Task to carry out: All entries below must be written out verbatim, and the images must be dropped.

Records to use Start Marker

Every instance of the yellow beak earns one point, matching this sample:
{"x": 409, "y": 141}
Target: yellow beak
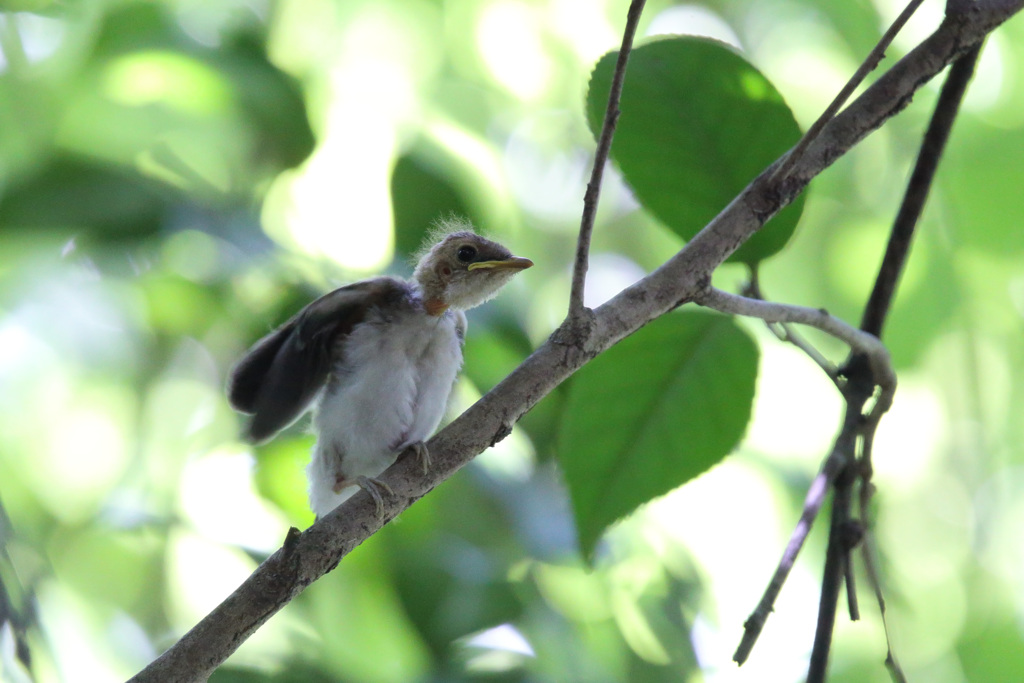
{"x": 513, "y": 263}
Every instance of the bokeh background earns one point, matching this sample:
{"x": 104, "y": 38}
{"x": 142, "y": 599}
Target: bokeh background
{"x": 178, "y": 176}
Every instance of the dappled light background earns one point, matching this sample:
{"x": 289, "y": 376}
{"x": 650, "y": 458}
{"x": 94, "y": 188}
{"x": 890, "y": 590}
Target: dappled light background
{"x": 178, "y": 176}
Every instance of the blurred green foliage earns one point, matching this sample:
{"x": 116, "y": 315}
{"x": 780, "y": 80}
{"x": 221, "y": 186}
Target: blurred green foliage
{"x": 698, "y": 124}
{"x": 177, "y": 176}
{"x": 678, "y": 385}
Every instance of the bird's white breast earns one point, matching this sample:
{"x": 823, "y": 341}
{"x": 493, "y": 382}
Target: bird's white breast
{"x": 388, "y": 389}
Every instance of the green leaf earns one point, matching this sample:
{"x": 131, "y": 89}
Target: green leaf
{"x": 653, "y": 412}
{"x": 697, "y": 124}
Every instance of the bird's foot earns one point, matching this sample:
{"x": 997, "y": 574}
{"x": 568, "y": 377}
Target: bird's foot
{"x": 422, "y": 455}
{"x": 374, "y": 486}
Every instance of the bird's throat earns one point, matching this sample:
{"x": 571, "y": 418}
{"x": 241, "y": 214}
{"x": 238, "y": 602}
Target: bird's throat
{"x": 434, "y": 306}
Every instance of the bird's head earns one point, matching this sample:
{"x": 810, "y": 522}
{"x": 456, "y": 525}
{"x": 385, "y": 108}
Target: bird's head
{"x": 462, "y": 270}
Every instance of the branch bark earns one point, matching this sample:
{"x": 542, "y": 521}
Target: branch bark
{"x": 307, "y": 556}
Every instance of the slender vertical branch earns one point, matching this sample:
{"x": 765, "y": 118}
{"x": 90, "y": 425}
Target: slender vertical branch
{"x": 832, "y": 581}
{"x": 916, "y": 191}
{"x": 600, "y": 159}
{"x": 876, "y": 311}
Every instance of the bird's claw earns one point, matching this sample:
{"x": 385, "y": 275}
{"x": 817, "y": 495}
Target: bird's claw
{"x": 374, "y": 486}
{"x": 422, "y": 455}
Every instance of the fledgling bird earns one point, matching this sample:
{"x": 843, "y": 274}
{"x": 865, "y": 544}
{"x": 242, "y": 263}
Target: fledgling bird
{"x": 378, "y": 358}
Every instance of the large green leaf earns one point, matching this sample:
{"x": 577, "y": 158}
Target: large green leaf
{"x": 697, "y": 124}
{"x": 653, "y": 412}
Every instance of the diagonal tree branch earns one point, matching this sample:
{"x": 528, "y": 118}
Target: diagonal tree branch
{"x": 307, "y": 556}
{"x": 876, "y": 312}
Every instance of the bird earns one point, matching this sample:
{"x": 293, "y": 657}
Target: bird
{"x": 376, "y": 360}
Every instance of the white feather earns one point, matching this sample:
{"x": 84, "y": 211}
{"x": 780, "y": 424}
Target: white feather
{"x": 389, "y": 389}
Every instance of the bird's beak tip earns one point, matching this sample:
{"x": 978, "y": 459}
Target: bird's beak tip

Records to use End Marker

Result for this exercise:
Every instance of the yellow beak earns one point, matching this sample:
{"x": 409, "y": 141}
Target: yellow beak
{"x": 513, "y": 263}
Every instance of the bokeh background earns one point, matching this sample:
{"x": 104, "y": 38}
{"x": 142, "y": 599}
Target: bokeh background
{"x": 178, "y": 176}
Every instance of the dappled light background earns one point, matching this sample:
{"x": 289, "y": 376}
{"x": 650, "y": 458}
{"x": 94, "y": 188}
{"x": 890, "y": 590}
Target: dappled light background
{"x": 178, "y": 176}
Every instance of the blurred green foliage earns one point, matching this sample:
{"x": 116, "y": 315}
{"x": 780, "y": 80}
{"x": 221, "y": 186}
Target: blurred green foliage
{"x": 698, "y": 124}
{"x": 177, "y": 176}
{"x": 678, "y": 385}
Every instance of the bird's white breast earns one point, matching this sample:
{"x": 823, "y": 341}
{"x": 493, "y": 382}
Target: bird's white breast
{"x": 388, "y": 389}
Every instance of the green leaf earns one point, matching this sample:
{"x": 131, "y": 89}
Target: green leaf
{"x": 653, "y": 412}
{"x": 697, "y": 124}
Every instance of the bird's foot earns one point, matching this sample:
{"x": 997, "y": 574}
{"x": 568, "y": 377}
Target: bird's foot
{"x": 422, "y": 455}
{"x": 374, "y": 486}
Every instance of the bird's throat earns one point, matching this sample:
{"x": 571, "y": 418}
{"x": 241, "y": 214}
{"x": 238, "y": 602}
Target: bird's throat
{"x": 434, "y": 306}
Every instance of the bird's head earns one point, matching this sample:
{"x": 810, "y": 522}
{"x": 456, "y": 525}
{"x": 385, "y": 108}
Target: bird's head
{"x": 462, "y": 270}
Every instance of the branch bark earns one point, matching this sample:
{"x": 542, "y": 521}
Target: branch bark
{"x": 307, "y": 556}
Every instance of the slender vertical branch earns one point, matching this sample:
{"x": 765, "y": 118}
{"x": 90, "y": 425}
Target: slender vertical branch
{"x": 832, "y": 581}
{"x": 916, "y": 191}
{"x": 600, "y": 159}
{"x": 876, "y": 311}
Every instance of the bird's claw earns one point, matching this sample:
{"x": 385, "y": 275}
{"x": 817, "y": 495}
Target: bird's claw
{"x": 374, "y": 486}
{"x": 422, "y": 455}
Every instance of the fledgling bird earns one point, matching this sample:
{"x": 843, "y": 274}
{"x": 865, "y": 544}
{"x": 242, "y": 263}
Target: fledgling bird
{"x": 378, "y": 358}
Every instance of the large green leaf earns one point, matching this sample:
{"x": 577, "y": 158}
Target: large green leaf
{"x": 697, "y": 124}
{"x": 653, "y": 412}
Every instance of the diagonal tree branch earns one point, matching this sample:
{"x": 528, "y": 118}
Target: diagonal tree branch
{"x": 307, "y": 556}
{"x": 876, "y": 312}
Every instance of the bird earns one point, matching this sample:
{"x": 293, "y": 657}
Target: bird
{"x": 376, "y": 360}
Every instance of the white feather earns one point, matching this sample:
{"x": 84, "y": 211}
{"x": 780, "y": 424}
Target: white feather
{"x": 389, "y": 389}
Every instance of the bird's beak tip earns one point, matching this sample:
{"x": 978, "y": 459}
Target: bird's beak tip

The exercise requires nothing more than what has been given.